* **WORK ORDER**
Reproduce exactly the final portion of the data: every line from the one containing "Place a marker on the dark curtain" through the last line, inclusive.

----

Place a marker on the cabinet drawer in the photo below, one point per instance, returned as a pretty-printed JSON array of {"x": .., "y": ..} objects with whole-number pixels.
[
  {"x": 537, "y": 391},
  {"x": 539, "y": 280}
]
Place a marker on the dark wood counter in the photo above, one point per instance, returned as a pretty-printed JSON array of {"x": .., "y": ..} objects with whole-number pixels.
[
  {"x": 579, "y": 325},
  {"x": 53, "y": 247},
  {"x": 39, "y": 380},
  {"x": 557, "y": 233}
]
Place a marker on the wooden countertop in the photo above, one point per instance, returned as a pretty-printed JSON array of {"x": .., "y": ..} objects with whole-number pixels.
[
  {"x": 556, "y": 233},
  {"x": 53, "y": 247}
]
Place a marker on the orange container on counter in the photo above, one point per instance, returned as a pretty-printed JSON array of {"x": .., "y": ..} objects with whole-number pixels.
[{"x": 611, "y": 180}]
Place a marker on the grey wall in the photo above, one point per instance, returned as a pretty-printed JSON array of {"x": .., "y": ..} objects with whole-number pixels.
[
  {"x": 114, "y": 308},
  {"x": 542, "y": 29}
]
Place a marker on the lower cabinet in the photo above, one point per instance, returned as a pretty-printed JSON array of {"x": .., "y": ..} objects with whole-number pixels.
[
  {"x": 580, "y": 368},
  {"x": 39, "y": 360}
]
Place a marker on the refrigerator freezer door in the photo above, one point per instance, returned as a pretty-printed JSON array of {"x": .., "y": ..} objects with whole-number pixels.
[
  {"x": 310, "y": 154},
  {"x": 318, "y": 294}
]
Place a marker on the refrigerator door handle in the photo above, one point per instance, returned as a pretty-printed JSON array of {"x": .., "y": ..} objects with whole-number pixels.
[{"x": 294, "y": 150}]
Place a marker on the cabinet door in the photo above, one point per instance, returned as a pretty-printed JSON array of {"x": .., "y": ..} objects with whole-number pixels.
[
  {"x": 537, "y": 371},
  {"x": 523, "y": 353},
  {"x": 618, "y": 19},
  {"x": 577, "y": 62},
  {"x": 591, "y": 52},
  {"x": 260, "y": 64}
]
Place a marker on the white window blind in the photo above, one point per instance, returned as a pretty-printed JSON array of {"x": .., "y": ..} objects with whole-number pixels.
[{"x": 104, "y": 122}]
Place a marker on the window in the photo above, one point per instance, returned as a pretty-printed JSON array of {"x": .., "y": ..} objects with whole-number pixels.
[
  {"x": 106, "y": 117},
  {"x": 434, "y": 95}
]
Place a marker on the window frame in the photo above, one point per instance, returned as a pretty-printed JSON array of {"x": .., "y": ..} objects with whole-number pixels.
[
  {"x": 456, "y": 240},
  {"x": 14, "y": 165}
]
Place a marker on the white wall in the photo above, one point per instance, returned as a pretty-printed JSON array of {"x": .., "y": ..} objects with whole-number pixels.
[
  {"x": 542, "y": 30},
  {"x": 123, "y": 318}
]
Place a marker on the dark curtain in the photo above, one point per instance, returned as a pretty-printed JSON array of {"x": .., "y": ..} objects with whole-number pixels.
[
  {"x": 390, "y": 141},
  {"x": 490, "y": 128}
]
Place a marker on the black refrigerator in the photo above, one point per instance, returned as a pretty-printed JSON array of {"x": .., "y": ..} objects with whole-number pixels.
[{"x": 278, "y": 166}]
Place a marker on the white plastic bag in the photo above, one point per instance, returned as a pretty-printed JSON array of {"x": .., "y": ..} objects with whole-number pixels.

----

* **TASK ANSWER**
Place a marker on the dark curtain in the photo above, one point per instance, returned as a pretty-printed JSON array of {"x": .., "y": ..} objects with whole-number pixels.
[
  {"x": 390, "y": 141},
  {"x": 490, "y": 128}
]
Place a marker on the black refrigerator in the photo above, one point per instance, returned as a pretty-printed JSON array of {"x": .., "y": ..} objects with whole-number pixels.
[{"x": 278, "y": 166}]
Place a marker on the white plastic bag in the photo above, one point per instance, returned as a pretty-printed JSON array of {"x": .., "y": ..} objects with whole-number pixels.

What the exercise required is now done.